— Page text —
Again, where we speak of “average ability,” it is not correct to compare large populous countries, where great talents are often submerged (see Gray’s “Elegy”) with smaller communities that afford far ampler scope. Take my own State, South Australia, with its huge territory and a population of under half a million, less than that of one of the larger English towns. We have our Premier, Government, Parliament, Town Councils, Heads of Departments, University, schools, judges, lawyers, journalists and literary men, financiers, merchants, men who design and construct railways, irrigation and other important works, mining men, heads of institutions and so on—which means a large number of men of ability and resource in all departments of life. If we compare ourselves with an average half-million of Englishmen, how great our superiority would apparently be! And yet, we know that we are not actually more capable—our ability has been simply brought into play. Mr. W. M. Hughes might himself have been a “flower to blush unseen,” if he had not emigrated to Australia.

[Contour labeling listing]
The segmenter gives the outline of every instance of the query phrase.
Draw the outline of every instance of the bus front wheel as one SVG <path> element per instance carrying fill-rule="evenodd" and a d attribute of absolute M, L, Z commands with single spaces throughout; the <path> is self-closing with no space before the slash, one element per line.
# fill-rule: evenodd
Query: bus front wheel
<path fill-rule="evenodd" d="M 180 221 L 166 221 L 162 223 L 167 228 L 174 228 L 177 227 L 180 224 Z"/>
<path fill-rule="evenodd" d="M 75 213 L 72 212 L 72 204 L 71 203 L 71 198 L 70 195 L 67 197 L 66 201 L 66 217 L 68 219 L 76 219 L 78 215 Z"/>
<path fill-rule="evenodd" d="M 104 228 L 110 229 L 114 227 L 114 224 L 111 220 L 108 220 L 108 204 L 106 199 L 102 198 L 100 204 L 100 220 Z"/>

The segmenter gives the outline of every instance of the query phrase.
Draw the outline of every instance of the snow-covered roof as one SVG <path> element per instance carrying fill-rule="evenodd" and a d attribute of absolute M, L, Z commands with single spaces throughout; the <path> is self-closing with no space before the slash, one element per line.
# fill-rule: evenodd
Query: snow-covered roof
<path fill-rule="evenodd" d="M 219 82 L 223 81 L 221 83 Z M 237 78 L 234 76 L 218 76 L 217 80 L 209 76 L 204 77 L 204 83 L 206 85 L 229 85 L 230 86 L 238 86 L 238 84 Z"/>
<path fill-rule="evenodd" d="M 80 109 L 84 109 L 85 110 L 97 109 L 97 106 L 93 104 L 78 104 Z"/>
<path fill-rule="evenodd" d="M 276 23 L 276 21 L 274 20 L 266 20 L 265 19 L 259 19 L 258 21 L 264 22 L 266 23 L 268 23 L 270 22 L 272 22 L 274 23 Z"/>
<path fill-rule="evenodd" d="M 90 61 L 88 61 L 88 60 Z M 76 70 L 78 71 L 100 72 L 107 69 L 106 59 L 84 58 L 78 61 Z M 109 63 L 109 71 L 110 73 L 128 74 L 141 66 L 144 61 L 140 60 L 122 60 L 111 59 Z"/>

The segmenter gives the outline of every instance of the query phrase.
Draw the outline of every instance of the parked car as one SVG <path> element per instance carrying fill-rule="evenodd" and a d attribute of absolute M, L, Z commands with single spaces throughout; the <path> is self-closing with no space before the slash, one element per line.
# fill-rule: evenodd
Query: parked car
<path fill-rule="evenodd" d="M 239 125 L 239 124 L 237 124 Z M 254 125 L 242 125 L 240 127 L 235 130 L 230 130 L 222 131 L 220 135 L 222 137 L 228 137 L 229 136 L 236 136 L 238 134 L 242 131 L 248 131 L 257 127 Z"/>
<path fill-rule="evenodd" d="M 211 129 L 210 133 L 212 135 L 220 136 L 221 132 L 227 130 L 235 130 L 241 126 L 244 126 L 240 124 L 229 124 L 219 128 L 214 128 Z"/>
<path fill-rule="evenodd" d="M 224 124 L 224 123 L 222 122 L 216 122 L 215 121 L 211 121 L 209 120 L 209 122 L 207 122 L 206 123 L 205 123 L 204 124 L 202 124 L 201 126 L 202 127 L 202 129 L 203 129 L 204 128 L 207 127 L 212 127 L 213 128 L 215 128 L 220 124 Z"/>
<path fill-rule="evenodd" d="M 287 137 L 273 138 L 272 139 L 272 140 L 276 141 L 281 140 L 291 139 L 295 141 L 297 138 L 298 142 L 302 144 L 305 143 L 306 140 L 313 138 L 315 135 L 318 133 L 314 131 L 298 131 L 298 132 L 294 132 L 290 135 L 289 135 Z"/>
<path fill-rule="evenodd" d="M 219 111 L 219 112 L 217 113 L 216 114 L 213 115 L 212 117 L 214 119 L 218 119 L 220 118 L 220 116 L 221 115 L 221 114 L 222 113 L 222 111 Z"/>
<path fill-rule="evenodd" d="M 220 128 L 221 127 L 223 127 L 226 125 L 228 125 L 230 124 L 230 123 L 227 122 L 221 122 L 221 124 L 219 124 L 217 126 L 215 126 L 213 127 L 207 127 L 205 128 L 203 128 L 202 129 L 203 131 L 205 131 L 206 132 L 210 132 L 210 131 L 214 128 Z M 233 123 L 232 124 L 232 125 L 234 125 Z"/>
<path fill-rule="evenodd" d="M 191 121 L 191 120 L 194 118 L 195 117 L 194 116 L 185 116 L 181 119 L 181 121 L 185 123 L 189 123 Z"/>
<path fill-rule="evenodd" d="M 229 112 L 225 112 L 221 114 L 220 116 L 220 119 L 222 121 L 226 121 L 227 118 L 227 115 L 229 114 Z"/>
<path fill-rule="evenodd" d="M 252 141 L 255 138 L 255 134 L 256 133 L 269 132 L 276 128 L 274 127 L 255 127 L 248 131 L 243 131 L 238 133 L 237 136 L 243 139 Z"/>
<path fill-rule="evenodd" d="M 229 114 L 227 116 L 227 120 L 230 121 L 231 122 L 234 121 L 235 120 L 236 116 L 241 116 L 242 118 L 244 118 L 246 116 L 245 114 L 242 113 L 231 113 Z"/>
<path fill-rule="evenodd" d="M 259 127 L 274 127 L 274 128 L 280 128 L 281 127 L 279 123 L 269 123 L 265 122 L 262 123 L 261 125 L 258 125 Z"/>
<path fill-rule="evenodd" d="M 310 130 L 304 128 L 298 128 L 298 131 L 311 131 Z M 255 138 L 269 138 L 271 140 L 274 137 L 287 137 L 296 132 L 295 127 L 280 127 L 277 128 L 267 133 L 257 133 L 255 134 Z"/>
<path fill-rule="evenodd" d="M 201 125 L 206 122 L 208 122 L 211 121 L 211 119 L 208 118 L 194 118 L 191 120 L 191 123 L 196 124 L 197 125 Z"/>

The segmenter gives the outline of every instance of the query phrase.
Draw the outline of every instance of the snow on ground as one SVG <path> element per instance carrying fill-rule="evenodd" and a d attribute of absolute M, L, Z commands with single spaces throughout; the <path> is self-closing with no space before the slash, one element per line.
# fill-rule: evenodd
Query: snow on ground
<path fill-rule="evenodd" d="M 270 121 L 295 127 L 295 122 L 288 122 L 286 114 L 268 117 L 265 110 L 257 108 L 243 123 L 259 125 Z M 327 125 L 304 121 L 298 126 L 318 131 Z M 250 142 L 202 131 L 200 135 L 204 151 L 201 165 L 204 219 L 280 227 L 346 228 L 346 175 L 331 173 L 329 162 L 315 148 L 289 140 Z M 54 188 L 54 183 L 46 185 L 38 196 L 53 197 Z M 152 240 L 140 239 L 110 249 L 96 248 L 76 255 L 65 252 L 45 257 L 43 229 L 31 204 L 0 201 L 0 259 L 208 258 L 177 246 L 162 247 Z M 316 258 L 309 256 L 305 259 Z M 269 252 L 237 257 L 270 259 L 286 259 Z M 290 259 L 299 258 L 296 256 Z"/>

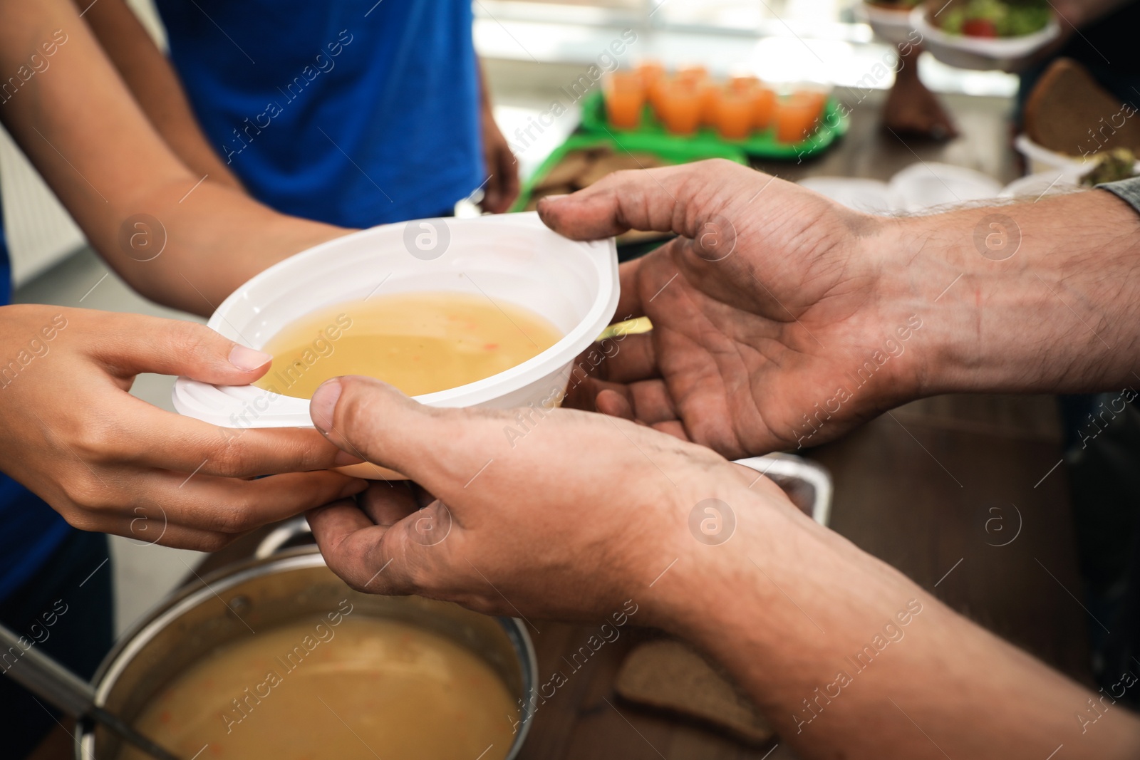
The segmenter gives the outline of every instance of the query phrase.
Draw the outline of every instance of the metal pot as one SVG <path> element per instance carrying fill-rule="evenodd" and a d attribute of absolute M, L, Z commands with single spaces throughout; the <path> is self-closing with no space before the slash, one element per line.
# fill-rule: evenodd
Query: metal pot
<path fill-rule="evenodd" d="M 353 605 L 353 615 L 397 620 L 450 638 L 482 657 L 521 705 L 534 704 L 538 665 L 521 621 L 447 602 L 353 591 L 312 546 L 230 565 L 207 575 L 203 585 L 174 593 L 104 659 L 92 679 L 96 704 L 130 722 L 176 676 L 214 648 L 251 630 L 334 611 L 342 599 Z M 526 717 L 524 706 L 520 718 Z M 518 757 L 529 728 L 530 720 L 520 721 L 507 760 Z M 161 736 L 153 738 L 162 742 Z M 115 736 L 81 725 L 76 760 L 114 758 L 119 751 Z"/>

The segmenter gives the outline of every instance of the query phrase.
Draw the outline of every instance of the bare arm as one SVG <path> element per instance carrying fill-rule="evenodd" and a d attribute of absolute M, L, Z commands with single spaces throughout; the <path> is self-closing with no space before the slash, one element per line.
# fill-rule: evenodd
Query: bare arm
<path fill-rule="evenodd" d="M 170 149 L 198 177 L 242 189 L 206 141 L 170 60 L 123 0 L 74 0 L 84 21 L 123 77 L 142 113 Z"/>
<path fill-rule="evenodd" d="M 321 386 L 311 412 L 331 441 L 432 495 L 385 483 L 310 512 L 329 567 L 370 593 L 530 619 L 625 603 L 722 662 L 804 758 L 1140 753 L 1140 720 L 1112 695 L 955 614 L 754 471 L 626 420 L 523 411 L 515 442 L 516 411 L 429 409 L 364 377 Z M 718 545 L 692 528 L 707 499 L 735 515 Z"/>
<path fill-rule="evenodd" d="M 1112 694 L 1089 692 L 845 539 L 762 502 L 732 501 L 749 522 L 742 540 L 724 545 L 722 562 L 677 573 L 668 604 L 673 630 L 727 667 L 804 757 L 1140 752 L 1140 719 Z"/>
<path fill-rule="evenodd" d="M 344 232 L 199 185 L 66 0 L 0 0 L 0 71 L 27 72 L 0 120 L 95 248 L 150 299 L 210 313 L 266 267 Z"/>

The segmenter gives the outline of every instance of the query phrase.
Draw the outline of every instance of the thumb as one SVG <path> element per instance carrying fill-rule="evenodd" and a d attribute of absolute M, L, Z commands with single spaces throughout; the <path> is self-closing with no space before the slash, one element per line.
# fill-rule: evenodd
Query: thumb
<path fill-rule="evenodd" d="M 584 190 L 540 199 L 538 215 L 555 232 L 576 240 L 630 229 L 695 239 L 709 218 L 725 206 L 723 188 L 763 178 L 726 160 L 613 172 Z"/>
<path fill-rule="evenodd" d="M 117 314 L 107 327 L 100 330 L 95 352 L 123 376 L 157 373 L 214 385 L 247 385 L 264 375 L 272 360 L 197 322 Z"/>
<path fill-rule="evenodd" d="M 312 424 L 342 450 L 394 469 L 447 501 L 504 442 L 505 412 L 435 409 L 372 377 L 326 381 Z"/>

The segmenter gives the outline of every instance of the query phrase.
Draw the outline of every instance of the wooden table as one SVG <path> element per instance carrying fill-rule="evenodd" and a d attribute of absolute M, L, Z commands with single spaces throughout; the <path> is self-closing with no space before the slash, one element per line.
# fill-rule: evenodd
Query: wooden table
<path fill-rule="evenodd" d="M 887 179 L 918 160 L 1016 175 L 1008 104 L 947 98 L 963 137 L 904 144 L 878 129 L 872 96 L 854 109 L 837 149 L 804 164 L 766 164 L 781 177 Z M 1068 484 L 1051 397 L 940 397 L 902 407 L 811 452 L 834 477 L 831 526 L 898 567 L 948 605 L 1078 680 L 1091 683 L 1078 593 Z M 1054 468 L 1056 466 L 1056 468 Z M 1018 528 L 1020 525 L 1020 529 Z M 256 537 L 211 557 L 218 566 Z M 1012 540 L 1011 540 L 1012 539 Z M 1001 546 L 1005 544 L 1005 546 Z M 203 572 L 199 570 L 199 572 Z M 1068 590 L 1066 590 L 1068 589 Z M 539 680 L 595 628 L 535 621 Z M 652 631 L 626 629 L 537 712 L 522 758 L 780 760 L 783 744 L 748 746 L 714 729 L 622 702 L 613 679 Z"/>

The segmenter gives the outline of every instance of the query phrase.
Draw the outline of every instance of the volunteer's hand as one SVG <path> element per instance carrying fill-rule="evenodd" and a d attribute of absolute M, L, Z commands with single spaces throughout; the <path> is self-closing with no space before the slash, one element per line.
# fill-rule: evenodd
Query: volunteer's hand
<path fill-rule="evenodd" d="M 738 458 L 822 443 L 913 386 L 917 338 L 896 329 L 914 312 L 888 297 L 891 252 L 865 245 L 878 218 L 727 161 L 617 172 L 538 212 L 576 239 L 681 236 L 622 265 L 616 318 L 644 314 L 653 330 L 603 346 L 612 356 L 576 406 Z M 903 353 L 856 386 L 864 360 L 894 345 Z"/>
<path fill-rule="evenodd" d="M 424 407 L 370 378 L 325 383 L 311 406 L 318 430 L 418 484 L 378 482 L 360 507 L 309 512 L 328 566 L 374 594 L 587 619 L 633 590 L 645 599 L 670 562 L 708 548 L 689 532 L 705 499 L 738 510 L 766 499 L 809 522 L 769 481 L 703 447 L 585 411 L 522 414 L 524 426 L 514 411 Z"/>
<path fill-rule="evenodd" d="M 483 185 L 483 211 L 500 214 L 519 197 L 519 162 L 495 123 L 490 106 L 482 108 L 483 161 L 490 179 Z"/>
<path fill-rule="evenodd" d="M 3 307 L 0 360 L 0 469 L 76 528 L 214 550 L 366 487 L 326 471 L 359 459 L 316 431 L 214 427 L 128 393 L 139 373 L 227 385 L 264 374 L 266 354 L 202 325 Z M 272 476 L 245 480 L 258 475 Z"/>

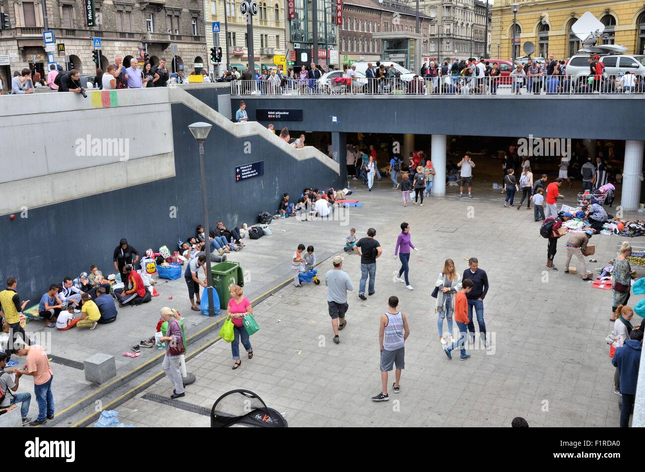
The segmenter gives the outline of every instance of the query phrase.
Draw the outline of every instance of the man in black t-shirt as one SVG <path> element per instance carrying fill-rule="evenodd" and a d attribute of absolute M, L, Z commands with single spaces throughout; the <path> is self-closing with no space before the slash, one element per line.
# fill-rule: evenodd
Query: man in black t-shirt
<path fill-rule="evenodd" d="M 368 295 L 374 295 L 374 280 L 376 278 L 376 259 L 381 257 L 382 250 L 379 242 L 374 239 L 376 230 L 370 228 L 367 230 L 367 237 L 362 238 L 354 246 L 354 252 L 361 256 L 361 283 L 359 285 L 359 298 L 367 300 L 365 297 L 365 282 L 368 276 L 370 283 Z M 359 251 L 359 248 L 361 250 Z"/>

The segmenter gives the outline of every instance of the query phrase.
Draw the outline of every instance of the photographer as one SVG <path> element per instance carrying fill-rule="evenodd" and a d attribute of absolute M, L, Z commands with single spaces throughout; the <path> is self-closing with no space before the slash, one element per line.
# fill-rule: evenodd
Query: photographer
<path fill-rule="evenodd" d="M 58 91 L 73 92 L 87 97 L 85 95 L 85 89 L 81 86 L 81 74 L 76 69 L 72 69 L 61 77 L 61 84 Z"/>

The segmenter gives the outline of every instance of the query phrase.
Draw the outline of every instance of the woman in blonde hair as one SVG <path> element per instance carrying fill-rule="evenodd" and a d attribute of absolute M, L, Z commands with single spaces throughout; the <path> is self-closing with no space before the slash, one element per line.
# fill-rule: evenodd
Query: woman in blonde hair
<path fill-rule="evenodd" d="M 174 308 L 169 308 L 164 306 L 159 312 L 161 318 L 164 321 L 168 322 L 168 329 L 166 331 L 166 336 L 159 337 L 160 341 L 168 341 L 166 343 L 166 355 L 163 358 L 163 362 L 161 363 L 161 368 L 164 369 L 168 378 L 170 379 L 175 386 L 175 389 L 170 395 L 171 398 L 178 398 L 180 397 L 185 397 L 184 393 L 184 382 L 181 379 L 181 373 L 179 370 L 181 366 L 181 355 L 170 355 L 170 351 L 171 344 L 174 346 L 183 346 L 184 340 L 181 334 L 181 327 L 179 326 L 179 313 Z"/>
<path fill-rule="evenodd" d="M 442 344 L 446 344 L 443 337 L 443 320 L 448 319 L 448 336 L 452 342 L 452 314 L 455 312 L 455 295 L 461 290 L 461 276 L 455 268 L 452 259 L 446 259 L 444 268 L 439 274 L 435 286 L 439 288 L 437 293 L 437 310 L 439 317 L 437 327 L 439 331 L 439 340 Z"/>
<path fill-rule="evenodd" d="M 630 292 L 631 291 L 631 266 L 627 258 L 631 255 L 631 246 L 625 241 L 620 246 L 618 257 L 613 264 L 611 278 L 611 295 L 613 297 L 613 306 L 611 308 L 611 317 L 610 320 L 616 320 L 616 310 L 619 305 L 626 305 L 630 299 Z"/>
<path fill-rule="evenodd" d="M 239 285 L 232 285 L 228 290 L 230 291 L 231 299 L 228 300 L 228 313 L 231 316 L 231 321 L 233 322 L 233 333 L 235 337 L 231 342 L 231 352 L 233 354 L 233 370 L 239 367 L 242 364 L 240 359 L 240 339 L 242 339 L 242 345 L 248 354 L 248 358 L 253 358 L 253 347 L 251 346 L 251 341 L 248 339 L 248 333 L 246 328 L 244 327 L 242 320 L 248 314 L 253 313 L 253 307 L 251 302 L 244 296 L 244 291 Z"/>

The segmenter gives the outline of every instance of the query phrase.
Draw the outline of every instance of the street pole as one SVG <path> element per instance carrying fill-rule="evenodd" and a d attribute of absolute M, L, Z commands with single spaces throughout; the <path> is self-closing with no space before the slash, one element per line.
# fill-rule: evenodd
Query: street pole
<path fill-rule="evenodd" d="M 318 59 L 318 0 L 312 0 L 312 25 L 313 26 L 313 48 L 312 50 L 312 62 L 315 63 Z"/>
<path fill-rule="evenodd" d="M 231 63 L 230 60 L 228 59 L 229 51 L 228 51 L 228 21 L 227 18 L 228 15 L 226 14 L 226 3 L 224 1 L 224 43 L 226 46 L 226 70 L 231 70 Z"/>

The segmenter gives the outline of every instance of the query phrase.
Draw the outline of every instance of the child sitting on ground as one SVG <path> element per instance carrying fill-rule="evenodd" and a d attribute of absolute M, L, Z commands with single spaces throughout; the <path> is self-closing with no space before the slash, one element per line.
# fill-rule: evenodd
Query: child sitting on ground
<path fill-rule="evenodd" d="M 342 250 L 352 254 L 354 251 L 354 246 L 359 239 L 356 237 L 356 228 L 352 228 L 350 230 L 350 234 L 345 238 L 345 247 Z"/>
<path fill-rule="evenodd" d="M 316 265 L 316 256 L 313 253 L 313 246 L 307 247 L 307 253 L 304 255 L 304 271 L 308 272 Z"/>

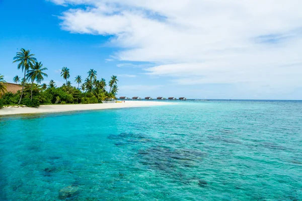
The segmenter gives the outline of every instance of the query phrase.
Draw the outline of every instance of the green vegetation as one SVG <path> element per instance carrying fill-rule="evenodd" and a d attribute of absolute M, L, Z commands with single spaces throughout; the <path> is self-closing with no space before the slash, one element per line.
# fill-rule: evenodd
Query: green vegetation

— What to produce —
Reproduce the whole passage on "average ability" and South Australia from above, word for word.

— Reply to the task —
Again, where we speak of “average ability,” it is not correct to compare large populous countries, where great talents are often submerged (see Gray’s “Elegy”) with smaller communities that afford far ampler scope. Take my own State, South Australia, with its huge territory and a population of under half a million, less than that of one of the larger English towns. We have our Premier, Government, Parliament, Town Councils, Heads of Departments, University, schools, judges, lawyers, journalists and literary men, financiers, merchants, men who design and construct railways, irrigation and other important works, mining men, heads of institutions and so on—which means a large number of men of ability and resource in all departments of life. If we compare ourselves with an average half-million of Englishmen, how great our superiority would apparently be! And yet, we know that we are not actually more capable—our ability has been simply brought into play. Mr. W. M. Hughes might himself have been a “flower to blush unseen,” if he had not emigrated to Australia.